*** Opening TEXT SEGMENT ***

NOTE 9 – Subsequent Events

 

On various dates, the Company issued 97,769,663 shares of common stock to a third party lender in satisfaction of debt and accrued interest for an aggregate value of $17,040.

 

13
 

 

ITEM 2. Management's Discussion and Analysis of Financial Condition and Results of Operation

Cautionary Statement Regarding Forward-Looking Statements

 

Certain statements contained in this Quarterly Report constitute "forward-looking statements." These statements, identified by words such as "plan," "anticipate," "believe," "estimate," "should," "expect" and similar expressions include our expectations and objectives regarding our future financial position, operating results and business strategy. These statements reflect the current views of management with respect to future events and are subject to risks, uncertainties and other factors that may cause our actual results, performance or achievements, or industry results, to be materially different from those described in the forward-looking statements. Such risks and uncertainties include those set forth under the caption "Part II - Item 1A.Risk Factors" and elsewhere in this Quarterly Report. We do not intend to update the forward-looking information to reflect actual results or changes in the factors affecting such forward-looking information. We advise you to carefully review the reports and documents, particularly our Annual Reports, Quarterly Reports and our Current Reports we file from time to time with the Securities and Exchange Commission (the "SEC").

 

As used in this Quarterly Report, the terms "we," "us," "our," "Radiant," and the "Company" refer to The Radiant Creations Group, Inc. unless otherwise indicated. All dollar amounts in this Quarterly Report are expressed in U.S. dollars, unless otherwise indicated.

 

Introduction

 

Effective May 21, 2012, a change of control took place and Clarent Services Corp. acquired from Half Moon Bay Holdings, LLC, 25,000,000 shares of common stock of the Company, representing all of Half Moon Bay’s holdings of the Company.  The shares constituted approximately 83.33% of the thirty million (30,000,000) issued and outstanding shares of common stock of the Company. There are no arrangements or understandings among members of the former and new control groups and their associates with respect to election of directors or other matters.

 

Recent Corporate Developments

 

On June 20, 2013, a change of control of the Company occurred when Biodynamic Molecular Technologies, LLC a privately held company organized in the State of Florida acquired from Clarent Services Corp., the former majority stockholder of the Company, in a private transaction, 25,000,000 restricted shares of common stock, par value $0.00001 per share of the Company.

 

The Company is not aware of any arrangements, including any pledge of securities of the Company, the operation of which may at a subsequent date result in a change of control of the Company.

*** Closing TEXT SEGMENT ***
*** Opening RECORDED INFORMATION ***

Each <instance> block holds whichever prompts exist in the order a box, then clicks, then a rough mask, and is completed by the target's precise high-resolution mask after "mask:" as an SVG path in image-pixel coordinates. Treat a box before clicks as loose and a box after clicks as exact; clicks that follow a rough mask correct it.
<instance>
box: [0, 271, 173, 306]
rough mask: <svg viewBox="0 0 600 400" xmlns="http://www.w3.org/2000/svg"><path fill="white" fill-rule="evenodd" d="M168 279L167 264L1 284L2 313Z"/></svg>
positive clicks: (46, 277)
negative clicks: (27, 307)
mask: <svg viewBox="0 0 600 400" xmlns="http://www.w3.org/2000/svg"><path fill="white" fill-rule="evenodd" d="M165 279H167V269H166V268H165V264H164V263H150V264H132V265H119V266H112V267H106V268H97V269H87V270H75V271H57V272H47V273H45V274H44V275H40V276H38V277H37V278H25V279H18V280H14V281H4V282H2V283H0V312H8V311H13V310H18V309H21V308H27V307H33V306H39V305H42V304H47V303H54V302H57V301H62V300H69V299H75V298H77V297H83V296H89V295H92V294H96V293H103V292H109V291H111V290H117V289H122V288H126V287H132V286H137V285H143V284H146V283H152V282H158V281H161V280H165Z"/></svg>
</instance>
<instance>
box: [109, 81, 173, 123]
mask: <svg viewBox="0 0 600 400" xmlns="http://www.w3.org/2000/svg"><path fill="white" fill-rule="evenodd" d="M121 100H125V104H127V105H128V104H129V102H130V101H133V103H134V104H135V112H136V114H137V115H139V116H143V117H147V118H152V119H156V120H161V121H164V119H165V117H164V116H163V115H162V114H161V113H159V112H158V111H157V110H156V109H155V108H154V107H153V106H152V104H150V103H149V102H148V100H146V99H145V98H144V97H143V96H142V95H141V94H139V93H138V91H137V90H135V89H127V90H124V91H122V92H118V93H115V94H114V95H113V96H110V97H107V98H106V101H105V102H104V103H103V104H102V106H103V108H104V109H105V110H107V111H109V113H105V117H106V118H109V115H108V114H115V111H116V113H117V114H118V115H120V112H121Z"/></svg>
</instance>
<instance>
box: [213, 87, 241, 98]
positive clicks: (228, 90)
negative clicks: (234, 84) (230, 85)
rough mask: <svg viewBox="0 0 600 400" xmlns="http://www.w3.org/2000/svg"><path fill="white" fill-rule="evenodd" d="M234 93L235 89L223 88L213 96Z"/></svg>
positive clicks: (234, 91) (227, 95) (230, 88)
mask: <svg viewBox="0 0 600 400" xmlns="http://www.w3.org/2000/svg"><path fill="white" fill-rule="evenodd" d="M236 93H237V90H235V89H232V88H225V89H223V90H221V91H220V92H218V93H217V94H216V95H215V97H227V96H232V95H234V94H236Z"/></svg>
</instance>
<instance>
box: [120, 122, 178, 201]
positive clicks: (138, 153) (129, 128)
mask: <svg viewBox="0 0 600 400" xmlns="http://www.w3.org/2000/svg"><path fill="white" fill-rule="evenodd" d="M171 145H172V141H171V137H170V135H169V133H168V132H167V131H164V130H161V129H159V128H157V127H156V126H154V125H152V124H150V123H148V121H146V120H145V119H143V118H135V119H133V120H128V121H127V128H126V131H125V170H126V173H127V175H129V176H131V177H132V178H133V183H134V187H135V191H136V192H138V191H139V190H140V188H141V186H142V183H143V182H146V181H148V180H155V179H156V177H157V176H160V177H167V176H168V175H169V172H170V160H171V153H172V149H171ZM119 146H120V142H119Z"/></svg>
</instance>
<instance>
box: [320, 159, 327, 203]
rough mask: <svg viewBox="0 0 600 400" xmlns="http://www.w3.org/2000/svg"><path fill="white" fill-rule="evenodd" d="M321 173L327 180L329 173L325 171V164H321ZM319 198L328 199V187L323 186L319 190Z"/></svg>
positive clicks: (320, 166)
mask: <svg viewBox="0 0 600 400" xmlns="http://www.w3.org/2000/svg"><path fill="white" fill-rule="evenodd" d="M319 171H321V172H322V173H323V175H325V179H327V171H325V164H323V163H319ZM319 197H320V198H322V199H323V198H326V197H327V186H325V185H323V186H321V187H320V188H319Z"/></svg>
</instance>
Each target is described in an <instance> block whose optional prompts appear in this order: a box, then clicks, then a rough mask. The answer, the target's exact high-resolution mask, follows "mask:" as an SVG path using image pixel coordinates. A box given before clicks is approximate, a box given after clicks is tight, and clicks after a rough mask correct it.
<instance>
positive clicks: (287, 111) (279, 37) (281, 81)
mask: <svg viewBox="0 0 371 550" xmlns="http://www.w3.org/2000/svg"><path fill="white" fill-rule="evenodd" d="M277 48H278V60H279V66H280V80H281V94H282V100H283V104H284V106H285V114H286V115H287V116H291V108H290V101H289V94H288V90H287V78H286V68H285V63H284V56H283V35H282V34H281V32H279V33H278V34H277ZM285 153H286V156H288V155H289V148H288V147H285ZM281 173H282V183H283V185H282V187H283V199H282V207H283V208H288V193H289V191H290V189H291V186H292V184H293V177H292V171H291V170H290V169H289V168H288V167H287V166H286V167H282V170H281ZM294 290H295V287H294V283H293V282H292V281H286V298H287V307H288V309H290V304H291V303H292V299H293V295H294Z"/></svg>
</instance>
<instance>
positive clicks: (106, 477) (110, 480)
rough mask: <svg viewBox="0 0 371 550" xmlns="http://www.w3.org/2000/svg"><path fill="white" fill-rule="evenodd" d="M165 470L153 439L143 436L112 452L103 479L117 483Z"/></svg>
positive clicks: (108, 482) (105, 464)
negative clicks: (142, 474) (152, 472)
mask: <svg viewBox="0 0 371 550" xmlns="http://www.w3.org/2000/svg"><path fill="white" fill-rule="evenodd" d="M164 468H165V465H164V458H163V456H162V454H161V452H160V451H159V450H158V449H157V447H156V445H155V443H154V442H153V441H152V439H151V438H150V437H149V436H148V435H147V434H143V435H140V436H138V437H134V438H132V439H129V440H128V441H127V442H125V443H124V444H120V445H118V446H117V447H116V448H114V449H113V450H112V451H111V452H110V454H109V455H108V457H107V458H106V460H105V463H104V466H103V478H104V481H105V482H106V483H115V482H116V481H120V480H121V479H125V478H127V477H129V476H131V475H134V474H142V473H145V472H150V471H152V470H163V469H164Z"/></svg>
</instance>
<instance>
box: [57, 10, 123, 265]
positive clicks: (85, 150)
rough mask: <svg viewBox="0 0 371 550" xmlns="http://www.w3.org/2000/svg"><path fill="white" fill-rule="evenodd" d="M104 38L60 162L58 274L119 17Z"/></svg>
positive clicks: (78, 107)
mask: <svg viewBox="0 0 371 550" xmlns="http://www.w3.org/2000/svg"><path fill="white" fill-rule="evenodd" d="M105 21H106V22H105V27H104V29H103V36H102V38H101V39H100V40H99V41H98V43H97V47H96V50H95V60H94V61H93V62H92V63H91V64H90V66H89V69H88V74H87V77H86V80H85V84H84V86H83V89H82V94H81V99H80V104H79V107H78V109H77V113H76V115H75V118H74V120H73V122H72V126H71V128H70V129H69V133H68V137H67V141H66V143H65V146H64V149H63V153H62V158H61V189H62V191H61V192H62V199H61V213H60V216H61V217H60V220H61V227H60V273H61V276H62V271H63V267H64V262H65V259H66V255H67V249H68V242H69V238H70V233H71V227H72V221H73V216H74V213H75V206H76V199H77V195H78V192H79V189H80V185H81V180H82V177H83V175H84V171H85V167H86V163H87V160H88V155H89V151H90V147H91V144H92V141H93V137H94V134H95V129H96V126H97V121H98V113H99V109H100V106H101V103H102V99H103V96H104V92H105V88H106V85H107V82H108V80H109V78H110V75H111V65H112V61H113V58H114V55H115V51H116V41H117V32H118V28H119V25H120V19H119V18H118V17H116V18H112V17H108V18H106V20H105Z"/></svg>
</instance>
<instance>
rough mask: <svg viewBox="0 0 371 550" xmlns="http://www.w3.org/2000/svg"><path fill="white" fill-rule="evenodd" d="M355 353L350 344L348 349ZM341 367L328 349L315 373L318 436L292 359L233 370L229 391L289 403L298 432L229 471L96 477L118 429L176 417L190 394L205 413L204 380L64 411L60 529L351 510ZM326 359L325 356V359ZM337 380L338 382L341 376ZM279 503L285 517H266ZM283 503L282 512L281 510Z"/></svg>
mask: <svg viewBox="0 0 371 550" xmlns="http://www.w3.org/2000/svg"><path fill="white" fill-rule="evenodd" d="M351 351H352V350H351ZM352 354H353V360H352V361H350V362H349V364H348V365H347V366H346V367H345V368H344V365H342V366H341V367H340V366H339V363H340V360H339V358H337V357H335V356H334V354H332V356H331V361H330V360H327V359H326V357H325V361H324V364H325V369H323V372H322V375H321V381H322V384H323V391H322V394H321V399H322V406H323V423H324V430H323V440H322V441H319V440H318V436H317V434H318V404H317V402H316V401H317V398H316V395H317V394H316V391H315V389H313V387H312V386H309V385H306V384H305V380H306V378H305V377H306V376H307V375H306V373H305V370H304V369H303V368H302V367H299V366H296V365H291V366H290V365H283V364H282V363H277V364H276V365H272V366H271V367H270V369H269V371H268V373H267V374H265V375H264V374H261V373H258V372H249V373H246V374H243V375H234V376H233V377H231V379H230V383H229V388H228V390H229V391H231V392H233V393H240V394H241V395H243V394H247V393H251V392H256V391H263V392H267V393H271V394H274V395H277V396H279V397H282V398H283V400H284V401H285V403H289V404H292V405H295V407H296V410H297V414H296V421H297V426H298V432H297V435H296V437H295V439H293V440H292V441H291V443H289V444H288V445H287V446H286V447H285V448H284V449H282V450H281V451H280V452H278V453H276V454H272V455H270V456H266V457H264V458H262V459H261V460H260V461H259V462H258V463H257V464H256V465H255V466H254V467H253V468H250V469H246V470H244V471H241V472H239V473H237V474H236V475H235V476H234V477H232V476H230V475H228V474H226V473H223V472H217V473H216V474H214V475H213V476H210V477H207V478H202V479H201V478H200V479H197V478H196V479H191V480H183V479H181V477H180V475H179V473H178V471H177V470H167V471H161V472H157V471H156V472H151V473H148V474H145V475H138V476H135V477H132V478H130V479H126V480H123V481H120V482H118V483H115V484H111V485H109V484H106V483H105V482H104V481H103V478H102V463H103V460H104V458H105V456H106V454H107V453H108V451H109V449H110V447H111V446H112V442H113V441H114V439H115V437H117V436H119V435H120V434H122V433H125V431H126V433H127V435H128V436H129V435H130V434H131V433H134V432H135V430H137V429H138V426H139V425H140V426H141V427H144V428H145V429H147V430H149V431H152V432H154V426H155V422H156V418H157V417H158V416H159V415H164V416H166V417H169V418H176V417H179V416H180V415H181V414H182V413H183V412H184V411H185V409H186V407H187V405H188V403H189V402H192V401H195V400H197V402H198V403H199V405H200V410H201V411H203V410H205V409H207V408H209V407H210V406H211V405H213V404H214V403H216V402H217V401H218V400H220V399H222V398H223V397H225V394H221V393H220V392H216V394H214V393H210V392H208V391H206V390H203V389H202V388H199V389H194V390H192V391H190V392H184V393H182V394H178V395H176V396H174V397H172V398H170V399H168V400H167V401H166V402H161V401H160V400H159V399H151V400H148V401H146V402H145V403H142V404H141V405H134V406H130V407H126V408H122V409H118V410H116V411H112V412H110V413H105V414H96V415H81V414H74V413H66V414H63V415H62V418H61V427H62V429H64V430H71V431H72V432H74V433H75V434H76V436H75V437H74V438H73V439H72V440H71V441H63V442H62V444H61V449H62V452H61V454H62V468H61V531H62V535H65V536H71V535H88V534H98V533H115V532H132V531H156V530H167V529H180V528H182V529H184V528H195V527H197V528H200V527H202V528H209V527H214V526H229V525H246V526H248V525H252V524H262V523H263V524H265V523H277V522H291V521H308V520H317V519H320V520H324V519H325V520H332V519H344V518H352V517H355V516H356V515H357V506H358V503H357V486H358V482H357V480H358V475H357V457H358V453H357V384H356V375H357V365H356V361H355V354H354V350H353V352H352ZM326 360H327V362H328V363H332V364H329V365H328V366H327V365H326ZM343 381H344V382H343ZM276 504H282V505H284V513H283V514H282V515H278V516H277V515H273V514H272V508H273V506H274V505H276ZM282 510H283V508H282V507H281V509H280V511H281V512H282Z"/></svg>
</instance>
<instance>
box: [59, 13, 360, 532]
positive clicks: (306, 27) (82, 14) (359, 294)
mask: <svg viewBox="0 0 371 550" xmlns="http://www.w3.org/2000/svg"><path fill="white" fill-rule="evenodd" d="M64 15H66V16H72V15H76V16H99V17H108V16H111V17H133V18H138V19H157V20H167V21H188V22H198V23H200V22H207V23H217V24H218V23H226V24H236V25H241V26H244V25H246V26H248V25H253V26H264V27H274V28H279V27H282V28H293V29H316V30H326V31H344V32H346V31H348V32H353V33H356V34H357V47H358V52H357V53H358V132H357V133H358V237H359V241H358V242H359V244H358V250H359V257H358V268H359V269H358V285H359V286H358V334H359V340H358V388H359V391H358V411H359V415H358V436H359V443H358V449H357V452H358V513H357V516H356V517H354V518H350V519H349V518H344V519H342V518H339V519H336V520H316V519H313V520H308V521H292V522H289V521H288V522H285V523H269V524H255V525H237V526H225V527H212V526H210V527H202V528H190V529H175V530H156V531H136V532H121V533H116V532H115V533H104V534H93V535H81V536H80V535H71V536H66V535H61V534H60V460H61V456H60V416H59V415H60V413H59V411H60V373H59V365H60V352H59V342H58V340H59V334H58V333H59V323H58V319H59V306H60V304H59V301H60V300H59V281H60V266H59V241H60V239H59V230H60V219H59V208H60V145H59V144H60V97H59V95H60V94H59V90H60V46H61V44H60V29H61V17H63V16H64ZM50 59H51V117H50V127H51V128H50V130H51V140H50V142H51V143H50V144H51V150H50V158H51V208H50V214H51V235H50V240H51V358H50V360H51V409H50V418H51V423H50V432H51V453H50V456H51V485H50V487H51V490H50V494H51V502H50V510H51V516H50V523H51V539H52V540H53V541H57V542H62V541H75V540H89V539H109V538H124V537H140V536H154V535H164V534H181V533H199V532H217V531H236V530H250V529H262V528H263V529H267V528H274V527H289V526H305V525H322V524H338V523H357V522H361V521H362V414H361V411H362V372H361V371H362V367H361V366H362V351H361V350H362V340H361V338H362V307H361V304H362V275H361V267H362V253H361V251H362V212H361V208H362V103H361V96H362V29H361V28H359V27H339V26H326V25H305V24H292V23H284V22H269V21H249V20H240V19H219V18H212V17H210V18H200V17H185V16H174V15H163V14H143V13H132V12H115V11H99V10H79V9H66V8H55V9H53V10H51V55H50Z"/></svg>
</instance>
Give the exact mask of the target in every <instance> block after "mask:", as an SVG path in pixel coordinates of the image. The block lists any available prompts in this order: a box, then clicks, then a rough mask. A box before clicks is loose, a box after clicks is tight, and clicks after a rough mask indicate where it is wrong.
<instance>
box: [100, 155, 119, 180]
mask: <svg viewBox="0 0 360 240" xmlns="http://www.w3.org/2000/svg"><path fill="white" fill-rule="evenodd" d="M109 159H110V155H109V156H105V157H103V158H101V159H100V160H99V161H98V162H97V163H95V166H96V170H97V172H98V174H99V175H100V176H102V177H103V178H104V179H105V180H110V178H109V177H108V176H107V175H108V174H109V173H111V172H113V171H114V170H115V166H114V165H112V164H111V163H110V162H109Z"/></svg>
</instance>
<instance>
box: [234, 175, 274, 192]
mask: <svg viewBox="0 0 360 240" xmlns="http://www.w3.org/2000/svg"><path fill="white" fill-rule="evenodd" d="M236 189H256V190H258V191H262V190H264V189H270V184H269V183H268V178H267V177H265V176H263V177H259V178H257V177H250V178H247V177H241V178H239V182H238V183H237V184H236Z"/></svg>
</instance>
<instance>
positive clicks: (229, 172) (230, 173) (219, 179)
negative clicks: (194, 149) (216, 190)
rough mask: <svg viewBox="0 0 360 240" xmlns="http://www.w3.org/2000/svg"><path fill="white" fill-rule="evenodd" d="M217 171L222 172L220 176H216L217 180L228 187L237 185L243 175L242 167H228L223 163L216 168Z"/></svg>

*** Closing RECORDED INFORMATION ***

TASK BRIEF:
In the quarterly report excerpt, what portion of the Company's issued and outstanding common stock did Clarent Services Corp. acquire from Half Moon Bay Holdings, LLC? The records aren't needed for this.

ANSWER BELOW:
About 83.33%, or 25,000,000 of the 30,000,000 shares.